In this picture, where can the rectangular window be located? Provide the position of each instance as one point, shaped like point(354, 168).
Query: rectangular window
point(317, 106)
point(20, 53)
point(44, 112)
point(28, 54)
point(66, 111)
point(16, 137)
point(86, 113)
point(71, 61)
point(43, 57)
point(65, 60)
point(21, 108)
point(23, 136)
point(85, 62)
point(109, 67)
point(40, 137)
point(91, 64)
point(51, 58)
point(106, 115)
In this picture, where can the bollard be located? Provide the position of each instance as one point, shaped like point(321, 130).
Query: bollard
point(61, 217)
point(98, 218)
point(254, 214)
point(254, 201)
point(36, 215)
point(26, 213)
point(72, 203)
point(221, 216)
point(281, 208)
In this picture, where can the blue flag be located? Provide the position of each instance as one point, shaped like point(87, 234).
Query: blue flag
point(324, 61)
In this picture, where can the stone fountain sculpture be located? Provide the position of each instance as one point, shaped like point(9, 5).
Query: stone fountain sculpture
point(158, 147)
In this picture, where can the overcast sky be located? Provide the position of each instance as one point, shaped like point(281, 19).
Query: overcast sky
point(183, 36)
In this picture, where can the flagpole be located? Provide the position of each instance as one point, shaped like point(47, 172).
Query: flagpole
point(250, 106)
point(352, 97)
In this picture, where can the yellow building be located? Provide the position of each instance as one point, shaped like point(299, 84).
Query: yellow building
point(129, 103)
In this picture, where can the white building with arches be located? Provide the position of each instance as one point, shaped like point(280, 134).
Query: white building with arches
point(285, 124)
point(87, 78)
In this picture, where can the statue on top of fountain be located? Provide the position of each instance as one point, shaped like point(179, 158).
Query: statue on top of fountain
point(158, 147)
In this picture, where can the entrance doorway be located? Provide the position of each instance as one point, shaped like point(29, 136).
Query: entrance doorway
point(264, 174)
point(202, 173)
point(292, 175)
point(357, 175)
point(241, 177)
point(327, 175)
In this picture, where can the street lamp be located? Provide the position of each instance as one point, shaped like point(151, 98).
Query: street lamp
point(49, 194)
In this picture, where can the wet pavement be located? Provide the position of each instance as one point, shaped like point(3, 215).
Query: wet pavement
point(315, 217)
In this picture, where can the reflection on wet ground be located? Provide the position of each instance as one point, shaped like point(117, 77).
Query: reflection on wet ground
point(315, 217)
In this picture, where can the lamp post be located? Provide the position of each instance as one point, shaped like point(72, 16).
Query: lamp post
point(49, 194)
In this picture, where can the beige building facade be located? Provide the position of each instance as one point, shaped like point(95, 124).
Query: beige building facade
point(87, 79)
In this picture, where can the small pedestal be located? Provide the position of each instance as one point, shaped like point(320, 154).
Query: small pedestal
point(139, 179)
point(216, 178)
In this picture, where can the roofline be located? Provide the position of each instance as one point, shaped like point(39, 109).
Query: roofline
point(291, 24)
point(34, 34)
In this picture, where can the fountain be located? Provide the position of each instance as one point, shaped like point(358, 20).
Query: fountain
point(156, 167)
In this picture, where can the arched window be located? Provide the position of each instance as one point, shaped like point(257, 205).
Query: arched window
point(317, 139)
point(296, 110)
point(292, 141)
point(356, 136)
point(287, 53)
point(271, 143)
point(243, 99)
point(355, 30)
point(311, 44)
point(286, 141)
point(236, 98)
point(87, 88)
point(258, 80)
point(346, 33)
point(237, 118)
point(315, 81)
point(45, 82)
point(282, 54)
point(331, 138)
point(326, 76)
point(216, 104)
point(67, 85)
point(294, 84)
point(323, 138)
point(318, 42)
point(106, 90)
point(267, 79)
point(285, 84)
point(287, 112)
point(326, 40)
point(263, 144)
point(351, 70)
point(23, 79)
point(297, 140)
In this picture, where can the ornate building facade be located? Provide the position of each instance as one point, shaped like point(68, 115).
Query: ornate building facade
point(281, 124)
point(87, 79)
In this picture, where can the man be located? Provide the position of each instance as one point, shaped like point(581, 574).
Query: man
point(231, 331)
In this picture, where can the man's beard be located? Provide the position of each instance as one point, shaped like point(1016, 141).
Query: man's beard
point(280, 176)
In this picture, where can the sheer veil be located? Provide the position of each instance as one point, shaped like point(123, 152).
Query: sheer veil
++++++++
Instructions for the task: Give all the records again. Match them exactly.

Task output:
In this picture, where can the rectangular window be located? Provide the position of each instance as one point, shaped like point(354, 168).
Query: rectangular window
point(317, 106)
point(20, 53)
point(44, 112)
point(28, 54)
point(66, 111)
point(16, 137)
point(86, 113)
point(71, 61)
point(43, 57)
point(65, 60)
point(21, 108)
point(23, 136)
point(85, 62)
point(109, 67)
point(40, 137)
point(91, 64)
point(51, 58)
point(106, 115)
In this picture, where can the bollard be located? Provide the position of each instance as one point, shaped like point(321, 130).
Query: bollard
point(61, 217)
point(98, 218)
point(254, 214)
point(254, 201)
point(36, 215)
point(26, 213)
point(72, 203)
point(221, 216)
point(281, 208)
In this picture, where can the blue flag be located? Provide the position of each instance as one point, shaped like point(87, 234).
Query: blue flag
point(324, 61)
In this picture, where can the stone fountain sculpture be located? Provide the position of each instance as one point, shaped like point(9, 5).
Query: stone fountain sculpture
point(158, 147)
In this picture, where can the overcast sky be located? Provide the position of each instance as one point, shaped like point(281, 19).
Query: overcast sky
point(183, 36)
In this picture, where can the flagpole be located? Provide the position of each instance as one point, shaped like point(47, 172).
Query: flagpole
point(250, 106)
point(352, 97)
In this picture, where can the yellow building be located? Provide the position of each instance as one point, shaped like point(299, 84).
Query: yellow building
point(129, 103)
In this picture, where can the white building with arches be located? Provide the position of each instance as one point, shaped like point(280, 134).
Query: white building with arches
point(285, 124)
point(87, 78)
In this picture, where can the statue on top of fountain be located? Provide the position of each instance as one point, shaped like point(179, 158).
Query: statue on top of fountain
point(158, 147)
In this picture, where can the entrance doorway be located? Provide the position of each instance as one point, shaped like point(29, 136).
Query: entrance doorway
point(264, 174)
point(202, 173)
point(292, 175)
point(357, 175)
point(241, 177)
point(327, 175)
In this picture, where can the street lamp be located? Provide the position of each instance as one point, shaped like point(151, 98).
Query: street lamp
point(49, 194)
In this picture, where can the wet pavement be located? Provide the position of each instance as one point, shaped like point(3, 215).
Query: wet pavement
point(315, 217)
In this picture, where can the reflection on wet ground be located? Provide the position of each instance as one point, shaped like point(117, 77).
Query: reflection on wet ground
point(315, 217)
In this picture, where can the lamp post be located? Provide the position of each instance as one point, shaped like point(72, 16).
Query: lamp post
point(49, 194)
In this picture, where can the beige building facade be located? Provide the position of each instance as one point, shaped like point(95, 124).
Query: beige building facade
point(87, 79)
In this picture, where can the small pedestal be located? Provide the position of each instance as one point, shaped like point(320, 154).
Query: small pedestal
point(139, 179)
point(216, 178)
In this picture, where can the roofline be located? Provide the position of each instance as one point, shaped like point(39, 109).
Query: roofline
point(291, 24)
point(34, 34)
In this picture, where can the fountain be located? Provide the position of each instance as one point, shaped like point(358, 20).
Query: fountain
point(156, 167)
In this picture, where can the arched window be located? Provide the position of each instance as one point, shaped like point(257, 205).
Query: arched window
point(317, 139)
point(296, 110)
point(292, 141)
point(356, 136)
point(287, 53)
point(271, 143)
point(243, 99)
point(355, 30)
point(311, 44)
point(286, 141)
point(236, 98)
point(87, 88)
point(258, 80)
point(346, 33)
point(237, 118)
point(315, 81)
point(45, 82)
point(282, 54)
point(331, 138)
point(326, 76)
point(216, 104)
point(67, 85)
point(294, 84)
point(323, 138)
point(318, 42)
point(106, 90)
point(267, 79)
point(285, 84)
point(287, 112)
point(326, 40)
point(263, 144)
point(351, 70)
point(23, 79)
point(297, 140)
In this picture, where can the ornate building facade be located? Provide the position of each instance as one point, shaped like point(68, 115).
Query: ornate building facade
point(281, 124)
point(87, 79)
In this picture, where can the man be located? Provide the position of each instance as one point, shaped like point(581, 574).
Query: man
point(231, 331)
In this picture, where can the man's beard be located? Provide the position of each instance as one point, shaped like point(1016, 141).
Query: man's beard
point(280, 176)
In this picture, where can the sheer veil be located? Provide the position of each instance as one point, shaped like point(123, 152).
Query: sheer veil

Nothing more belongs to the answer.